Task directions: Could you rewrite all the entries below as a numbered list, leaving out blank lines and any pictures?

[Start of Provided material]

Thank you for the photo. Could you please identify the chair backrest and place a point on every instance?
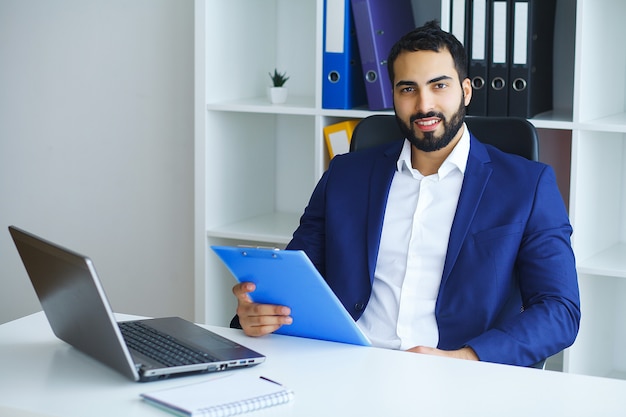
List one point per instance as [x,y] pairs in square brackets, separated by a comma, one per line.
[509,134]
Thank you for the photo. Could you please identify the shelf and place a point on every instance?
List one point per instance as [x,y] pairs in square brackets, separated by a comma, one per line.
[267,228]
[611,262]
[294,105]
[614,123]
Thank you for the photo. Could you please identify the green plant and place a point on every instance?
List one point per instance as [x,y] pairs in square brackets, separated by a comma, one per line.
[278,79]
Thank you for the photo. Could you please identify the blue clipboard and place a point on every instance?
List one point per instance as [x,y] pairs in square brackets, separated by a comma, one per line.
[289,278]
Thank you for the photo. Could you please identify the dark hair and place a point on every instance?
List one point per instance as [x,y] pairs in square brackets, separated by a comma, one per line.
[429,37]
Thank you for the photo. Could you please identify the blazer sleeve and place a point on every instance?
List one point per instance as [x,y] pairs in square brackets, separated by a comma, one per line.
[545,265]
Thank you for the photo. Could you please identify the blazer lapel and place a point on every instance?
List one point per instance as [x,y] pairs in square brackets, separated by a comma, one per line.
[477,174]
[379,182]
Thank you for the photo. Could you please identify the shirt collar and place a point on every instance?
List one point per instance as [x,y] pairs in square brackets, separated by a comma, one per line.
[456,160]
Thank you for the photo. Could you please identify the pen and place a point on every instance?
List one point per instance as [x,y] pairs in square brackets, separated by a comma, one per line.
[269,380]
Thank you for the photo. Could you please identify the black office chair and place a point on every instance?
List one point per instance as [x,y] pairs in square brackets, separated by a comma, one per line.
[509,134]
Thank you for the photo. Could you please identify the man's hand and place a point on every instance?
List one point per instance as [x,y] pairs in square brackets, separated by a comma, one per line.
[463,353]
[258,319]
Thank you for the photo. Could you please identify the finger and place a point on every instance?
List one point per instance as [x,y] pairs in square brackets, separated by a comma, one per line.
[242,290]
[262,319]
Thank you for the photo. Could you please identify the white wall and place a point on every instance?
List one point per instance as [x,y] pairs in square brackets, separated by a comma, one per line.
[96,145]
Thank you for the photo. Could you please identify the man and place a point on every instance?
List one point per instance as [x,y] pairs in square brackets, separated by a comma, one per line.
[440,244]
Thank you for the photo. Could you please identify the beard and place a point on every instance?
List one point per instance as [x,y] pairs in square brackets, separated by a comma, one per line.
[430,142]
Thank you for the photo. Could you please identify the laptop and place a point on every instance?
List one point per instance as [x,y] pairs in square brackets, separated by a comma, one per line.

[End of Provided material]

The answer:
1. Thank you for the photo. Could you please identify the chair backrest and place a point on every instance?
2. List one point per instance as [x,y] pairs in square brackets, separated by a comma, one per line.
3. [509,134]
4. Thank you for the photo. Could you please identify the shelf and place a point on every instance?
5. List one point per instance as [x,y] pairs in square brackets, separated by a comma, one per line.
6. [267,228]
7. [611,262]
8. [294,105]
9. [614,123]
10. Thank you for the photo. Could you please identify the green plant and place a point on every instance?
11. List one point per instance as [x,y] pairs in square brackets, separated by a comma, one per line.
12. [278,79]
13. Thank you for the photo. Could you please identify the blue clipboard and place a point on every instance?
14. List one point per instance as [x,y] pairs in square brackets, separated by a comma, one per line.
15. [289,278]
16. Thank you for the photo. Could you please identify the dark hair and place a point on every instance?
17. List one point per instance as [x,y] pairs in square brackets, separated by a comma, one per line.
18. [429,37]
19. Thank you for the photo. Could you please identify the blazer sleeve and place a point on every instance?
20. List one point per instance as [x,y] pairs in square brackets, separated by a comma, one per line.
21. [545,265]
22. Thank you for the photo. Could you please identify the blazer lapel and place a point on every instance?
23. List one point per instance as [x,y] pairs in square brackets, separated by a comma, one per line.
24. [477,174]
25. [379,182]
26. Thank you for the photo. Could you please identify the shirt collar and place a point on every instance?
27. List one point per instance as [x,y] pairs in square brackets, separated by a comma, one per line.
28. [456,160]
29. Thank you for the photo. Could you please identify the pen and place a point on every instance?
30. List one point per instance as [x,y] pairs in square brackets, separated by a comma, one per line.
31. [269,380]
32. Thank you for the photo. Could you please identify the black office chair and place a point on every instance?
33. List one point per instance as [x,y] pairs in square brackets, separated by a comma, one per line.
34. [509,134]
35. Thank you for the photo. Could you please identify the man's hand and place a point on every instance?
36. List one point per instance as [x,y] pairs in square brackets, separated by a comma, one per line.
37. [463,353]
38. [258,319]
39. Thank you for the photo. Could you please identify the finger and place a point on every instance?
40. List one point per instance as [x,y] pairs in square brackets, separated by a comma, one per line.
41. [242,290]
42. [262,319]
43. Thank you for the photo. Could you please identify the white wall and place a point on every instance?
44. List one point per instance as [x,y] pairs in square brackets, separated by a comma, one per line.
45. [96,145]
46. Thank you for the photo. Could you please identify the man and place a point on every instance?
47. List one point per instance as [x,y] pairs in square brackets, separated by a comma, one per line.
48. [440,244]
49. Thank you for the photo. Could you please identify the beard and place a point on every instance?
50. List one point per instance as [x,y] pairs in square brackets, separated by a comma, one per line.
51. [430,142]
52. Thank you for the photo. Could you please identify the laptop and place a point on every instance?
53. List one point per instance as [x,y] pairs in square brackets, separated by a comma, one per line.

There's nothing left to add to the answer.